BEGIN Data for the task
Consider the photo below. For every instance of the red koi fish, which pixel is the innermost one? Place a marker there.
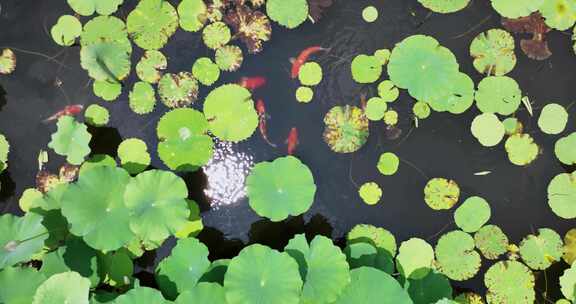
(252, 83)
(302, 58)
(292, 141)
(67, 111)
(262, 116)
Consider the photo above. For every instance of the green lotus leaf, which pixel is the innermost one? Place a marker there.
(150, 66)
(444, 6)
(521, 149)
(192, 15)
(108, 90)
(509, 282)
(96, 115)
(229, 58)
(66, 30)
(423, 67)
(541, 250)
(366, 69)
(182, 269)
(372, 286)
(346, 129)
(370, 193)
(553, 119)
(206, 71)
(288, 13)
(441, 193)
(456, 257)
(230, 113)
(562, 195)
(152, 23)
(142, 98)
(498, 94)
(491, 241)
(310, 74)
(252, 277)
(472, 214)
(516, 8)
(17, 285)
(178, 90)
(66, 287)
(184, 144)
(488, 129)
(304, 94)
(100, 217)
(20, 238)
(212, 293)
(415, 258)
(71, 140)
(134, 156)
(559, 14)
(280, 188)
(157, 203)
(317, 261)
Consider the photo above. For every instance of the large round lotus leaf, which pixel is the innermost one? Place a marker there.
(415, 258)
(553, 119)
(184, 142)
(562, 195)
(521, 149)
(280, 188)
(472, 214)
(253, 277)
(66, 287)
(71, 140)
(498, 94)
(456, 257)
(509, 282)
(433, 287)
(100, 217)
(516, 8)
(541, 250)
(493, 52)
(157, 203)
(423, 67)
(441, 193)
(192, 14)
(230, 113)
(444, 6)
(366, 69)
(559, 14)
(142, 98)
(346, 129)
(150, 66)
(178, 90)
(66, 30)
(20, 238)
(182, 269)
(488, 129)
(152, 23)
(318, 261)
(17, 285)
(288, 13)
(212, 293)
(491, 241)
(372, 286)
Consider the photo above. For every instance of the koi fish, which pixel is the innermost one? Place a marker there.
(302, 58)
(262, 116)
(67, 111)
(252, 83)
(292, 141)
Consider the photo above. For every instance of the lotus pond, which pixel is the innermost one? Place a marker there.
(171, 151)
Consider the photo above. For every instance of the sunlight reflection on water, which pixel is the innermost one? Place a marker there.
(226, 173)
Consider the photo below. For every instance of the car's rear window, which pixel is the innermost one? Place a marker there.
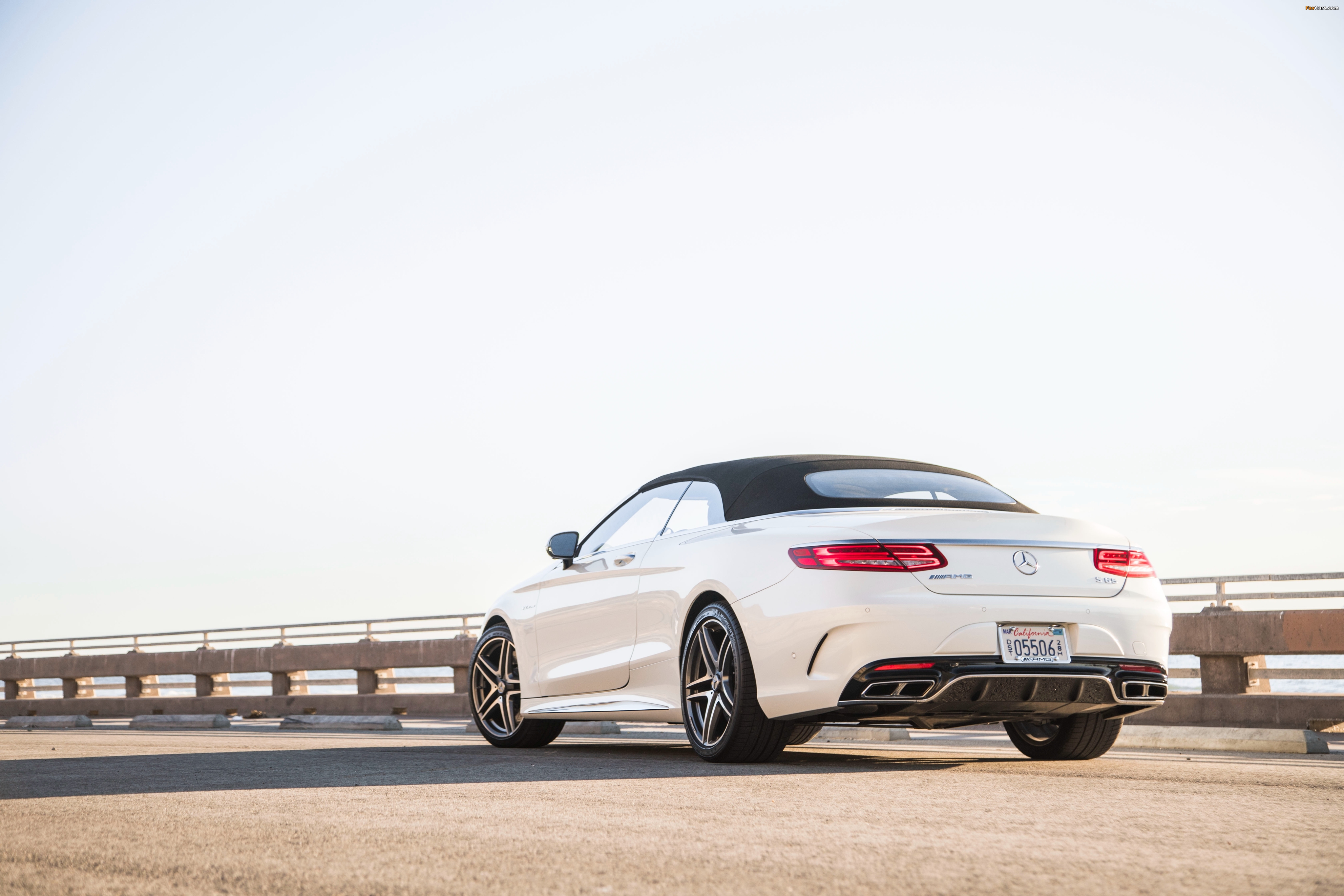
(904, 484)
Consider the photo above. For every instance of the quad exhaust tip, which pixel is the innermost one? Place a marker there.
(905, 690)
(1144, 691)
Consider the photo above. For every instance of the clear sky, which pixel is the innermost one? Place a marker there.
END Data for the task
The lines from the one containing "Consider the photo above. For every instance of the lotus" to the last line of the records, both included: print exactly those and nothing else, leaving out any pictures.

▸ **Result of this exercise**
Consider the photo above. For every instance of the lotus pond, which pixel is the innermost one? Place a marker there.
(171, 151)
Consider the photo above. For every instance of the sunlight reflection on water, which pixel is the innermost one? Place a marker there.
(226, 173)
Consider the photo below. For every instance of the car's rear window, which pixel is the innermost one? Place a marker there.
(904, 484)
Consider the photo above. For every instance of the quad exhaust tip, which pixel is the innermost one? Place a marker there.
(905, 690)
(1144, 691)
Consider the photo above. For every instance of the clear sky, which pixel is the innermost one? Place a marker there.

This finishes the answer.